--- Direction ---
Swap "lesson" for "exercise" throughout the records below, and give every record again with nothing else changed.

--- Provided data ---
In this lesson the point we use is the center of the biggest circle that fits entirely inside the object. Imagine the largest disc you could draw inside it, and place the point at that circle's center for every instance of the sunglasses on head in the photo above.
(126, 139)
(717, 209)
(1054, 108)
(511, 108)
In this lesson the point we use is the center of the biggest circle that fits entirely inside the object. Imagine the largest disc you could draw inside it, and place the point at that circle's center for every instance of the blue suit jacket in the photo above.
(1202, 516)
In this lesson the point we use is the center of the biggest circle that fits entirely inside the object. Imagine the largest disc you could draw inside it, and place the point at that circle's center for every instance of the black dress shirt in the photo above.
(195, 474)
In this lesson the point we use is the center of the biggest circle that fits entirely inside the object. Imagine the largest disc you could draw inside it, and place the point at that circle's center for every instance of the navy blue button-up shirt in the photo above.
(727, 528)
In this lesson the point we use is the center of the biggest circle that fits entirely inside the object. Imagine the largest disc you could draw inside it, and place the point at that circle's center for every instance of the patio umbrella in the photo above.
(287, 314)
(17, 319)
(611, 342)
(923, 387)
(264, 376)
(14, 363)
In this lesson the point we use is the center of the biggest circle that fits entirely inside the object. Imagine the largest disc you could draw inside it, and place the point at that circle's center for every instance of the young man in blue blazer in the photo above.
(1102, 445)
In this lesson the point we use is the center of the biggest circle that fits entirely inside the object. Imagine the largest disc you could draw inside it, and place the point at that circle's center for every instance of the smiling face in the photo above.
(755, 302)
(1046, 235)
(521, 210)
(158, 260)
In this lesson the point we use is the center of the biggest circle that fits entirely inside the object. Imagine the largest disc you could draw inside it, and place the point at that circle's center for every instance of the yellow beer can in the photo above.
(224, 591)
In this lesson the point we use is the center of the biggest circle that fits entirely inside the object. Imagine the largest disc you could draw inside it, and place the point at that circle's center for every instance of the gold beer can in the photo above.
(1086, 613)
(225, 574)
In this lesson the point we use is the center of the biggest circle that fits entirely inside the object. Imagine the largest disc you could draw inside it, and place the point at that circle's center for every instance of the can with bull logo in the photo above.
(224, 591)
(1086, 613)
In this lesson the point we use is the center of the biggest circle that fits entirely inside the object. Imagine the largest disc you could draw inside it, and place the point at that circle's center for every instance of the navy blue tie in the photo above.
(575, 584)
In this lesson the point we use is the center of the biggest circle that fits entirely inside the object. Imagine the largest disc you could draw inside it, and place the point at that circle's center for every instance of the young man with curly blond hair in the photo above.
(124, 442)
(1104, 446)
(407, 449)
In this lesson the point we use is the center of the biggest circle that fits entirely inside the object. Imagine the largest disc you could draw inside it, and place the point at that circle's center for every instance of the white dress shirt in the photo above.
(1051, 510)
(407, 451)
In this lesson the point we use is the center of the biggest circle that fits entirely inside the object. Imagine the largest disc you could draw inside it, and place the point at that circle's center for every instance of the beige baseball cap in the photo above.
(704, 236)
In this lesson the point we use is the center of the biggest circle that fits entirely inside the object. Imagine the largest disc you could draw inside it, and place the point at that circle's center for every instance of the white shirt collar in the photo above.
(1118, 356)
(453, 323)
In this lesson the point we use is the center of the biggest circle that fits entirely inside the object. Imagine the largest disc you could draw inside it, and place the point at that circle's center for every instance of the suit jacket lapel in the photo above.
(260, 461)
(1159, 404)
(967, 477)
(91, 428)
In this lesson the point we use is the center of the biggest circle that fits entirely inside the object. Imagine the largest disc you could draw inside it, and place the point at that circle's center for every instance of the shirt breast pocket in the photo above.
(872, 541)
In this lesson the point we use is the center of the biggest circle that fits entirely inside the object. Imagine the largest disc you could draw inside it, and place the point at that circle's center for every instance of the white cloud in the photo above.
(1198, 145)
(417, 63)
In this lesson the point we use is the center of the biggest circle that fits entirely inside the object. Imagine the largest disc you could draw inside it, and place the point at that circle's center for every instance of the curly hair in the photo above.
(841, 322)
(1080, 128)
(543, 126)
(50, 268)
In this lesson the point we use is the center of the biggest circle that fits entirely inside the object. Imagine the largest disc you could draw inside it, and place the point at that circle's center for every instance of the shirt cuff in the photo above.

--- Result for this task ---
In this exercise the point we use is the center of the biggest circle that fits entirely inside the object. Imagine the largest disc you could draw inside it, and place the point at that circle's center for every instance of the sunglasses on head in the photo above.
(126, 139)
(717, 209)
(1054, 108)
(511, 108)
In this exercise the point we use is the center of the biggest circle that fits entirely inside the object. Imagine the largest disc you could draw inside it, and place the point at that circle's center for every instance of the blue suit jacket in the photo above.
(1202, 516)
In this exercise the point we use is the center of the biggest circle that fits entirely inside the object. Imagine the largest disc you could draw inside it, and place the point at that circle's center for every instance of the black dress shirt in the photo above.
(195, 474)
In this exercise the point we use is the center of the biggest circle that fits entirely inside the object. Imagine the largest disc you could draw inside it, and place the point at that circle's center for every instance of the navy blue button-up shirt in the photo above.
(727, 528)
In this exercise the point we use is the center of the biggest circle that fits entirely inside the object. Imagine the largest disc you could draw inside it, and place the point at that circle's center for every instance of the patio umbrella in the photo above.
(287, 314)
(17, 319)
(611, 342)
(923, 387)
(264, 376)
(14, 363)
In this exercise the point we use is the center of the biggest circle that fits entirely inside the object. Imagine the largest disc you could draw inside it, and place the point at that circle's center for every instance of the young man in blue blazer in the photo above.
(1102, 445)
In this exercise the point we use is the center of the biggest circle that fits entirely inside the object. Imagine the largest disc you could draw inside it, and place the point at that circle's center for every instance of the smiling face in the photo above.
(755, 302)
(1046, 235)
(521, 210)
(158, 260)
In this exercise the point we use is the center of the biggest circle that fits entirely inside the object. Imagine the largest disc you could draw inside it, and place the point at that circle's center for every instance of the yellow beer can in the photo above.
(224, 591)
In this exercise the point we use is the center of the biggest circle that fits entirely inside the object. Imagine the largest disc you could draw inside it, and place the point at that circle's center for every instance of the gold beer can in the photo above.
(1086, 613)
(225, 574)
In this exercise the point we use is the center of the biggest circle that fits entirely inside the object. Imagine the largest disc you could draw inside it, and place the point at that circle's center for every instance of the can with bull logo in the photo above.
(224, 591)
(1086, 613)
In this exercise the point we use is the center of the biggest circle that fits entirely inside the object. Imagine the largest disc you could draw inside it, and place the point at that circle's center for every instance of the navy blue tie in the photo above.
(575, 584)
In this exercise the point we use is the center of the biggest circle that fits entirely inside the object. Imagine the largest disc you could draw inside it, and place the point at that circle's center for every instance of the young man with curly blond hair in the photo above.
(124, 442)
(1104, 446)
(407, 449)
In this exercise the point we use is the center of the biggest circle that fits entirely inside the object. Imagine the largest disc you could draw inside it, and place the point at that circle's center for every instance of the white dress shirt in the photo above.
(1051, 510)
(407, 451)
In this exercise the point we use is the center of the biggest circle that fits entirely inside the object. Imagine the largest disc you could draw inside it, and place the point at that circle's center for every instance of the beige baseball cap in the photo above.
(704, 236)
In this exercise the point we use is the center of the biggest circle that fits entirely inside the object. Imagine the largest disc you could draw inside it, and place the point at that circle's center for every instance of the white shirt collar in the photo above.
(1118, 356)
(453, 323)
In this exercise the point we use is the center of the biggest circle that fits entirely inside the object. Imagine the largest disc you could draw inside it, and place the point at that circle's center for every instance of the suit jacket lapel in the photo above.
(260, 461)
(1159, 404)
(967, 477)
(91, 428)
In this exercise the point we use is the center of the biggest circle that fits entirely inside the object. Imagine the largest disc you could draw inside it, and place the point at that circle's center for every instance of the shirt breast pocket in the photo above.
(872, 541)
In this exercise the point we use is the center of the biggest circle that fits entirely inside the object. Imagine the largest disc you could draw inside it, and place the point at that circle's center for every instance of the white cloud in the photo above.
(1198, 145)
(417, 63)
In this exercise the point we use is the center of the biggest circle that fits entirely inside the object. Imagine the largest disc you could draw inside it, and place the point at that circle's center for every instance of the curly hair in the photo above.
(841, 322)
(1080, 128)
(543, 126)
(50, 268)
In this exercise the point we use is the center of the biggest circle that fits entirely inside the object. Imagine the largest disc you could draw inside it, and place the point at that circle's center for every instance of the shirt cuff in the photo above.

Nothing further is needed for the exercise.